| Work instructions |
1: Do these statements agree with the passage on the U.S. embargo of Cuba? (a) All U.S. trade with Cuba was banned in February 1962. (b) Bruno Rodríguez put the embargo's cost to Cuba at more than $975 billion in damages. (c) Obama said a new relationship with Cuba would come no matter what steps the Cuban government took. Answer yes or no for each, and quote the deciding words.
2: What post does Bruno Rodríguez hold, according to the passage on the U.S. embargo of Cuba?
3: Carry on the passage about the U.S. embargo of Cuba, starting after its final sentence.

| Passage provided |

Under the administration of President John F. Kennedy, Washington first banned all exports to Cuba beginning Oct. 19, 1960, except for some food and medicines, seeking to punish the Cuban people for the 1959 revolution, which ended U.S. domination of the island. In February 1962 Kennedy banned all U.S. trade. Every president has maintained the embargo ever since, at times strengthening or relaxing restrictions.

Cuban Foreign Minister Bruno Rodríguez pointed out that the embargo has cost Cuba “more than $975 billion in damages” over the last five decades.

In a September meeting with Latino groups, President Barack Obama claimed, “We’re prepared to show flexibility [toward Cuba] and not be stuck in a Cold War mentality dating back to when I was born.” At the same time he said there would be no “new relationship with Cuba” unless the Cuban government takes “the proper steps to open up its own country.”

| Data for review |
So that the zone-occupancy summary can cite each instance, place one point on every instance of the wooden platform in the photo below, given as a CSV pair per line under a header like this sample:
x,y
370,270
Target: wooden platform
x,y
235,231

| Answers in order |
1:
(a) Yes: "In February 1962 Kennedy banned all U.S. trade."
(b) Yes: "more than $975 billion in damages"
(c) No: "unless the Cuban government takes “the proper steps to open up its own country.”"

2: He is Cuba's foreign minister.

3:
“Despite the false image of flexibility the current U.S. administration attempts to portray, the blockade and sanctions remain intact,” Rodríguez told the Assembly. “They are fully implemented and their extra-territorial character has been intensified in recent years.”

“The increased persecution of Cuban financial transactions around the world,” noted Rodríguez “is a distinctive feature of the Obama administration.”

In a report on the embargo to the U.N., the Cuban government notes that U.S. companies’ subsidiaries in third countries are banned from carrying out any kind of transaction with companies in Cuba. Washington says that even non-U.S. companies are prohibited from selling any product or service to Cuba “if more than 10 percent of their technology consists” of U.S. components. Ships that dock at Cuban ports are banned from entering U.S. ports.

In January the Obama administration froze $4.2 million destined for Cuba from the U.N. Global Fund to Fight AIDS, Tuberculosis and Malaria, which combats the three diseases in 150 countries. Washington backed down amid protests by the Cuban government and others. In May the Treasury Department issued a four-year license allowing release of the funds.

In August the Treasury Department fined the French shipping company CMA CGM $640,000 for shipping services to Cuba, Sudan and Iran. That same month the Treasury Department forced JPMorgan Chase Bank to remit more than $88 million to resolve charges that it had wired money to Cubans and made a loan involving Iran.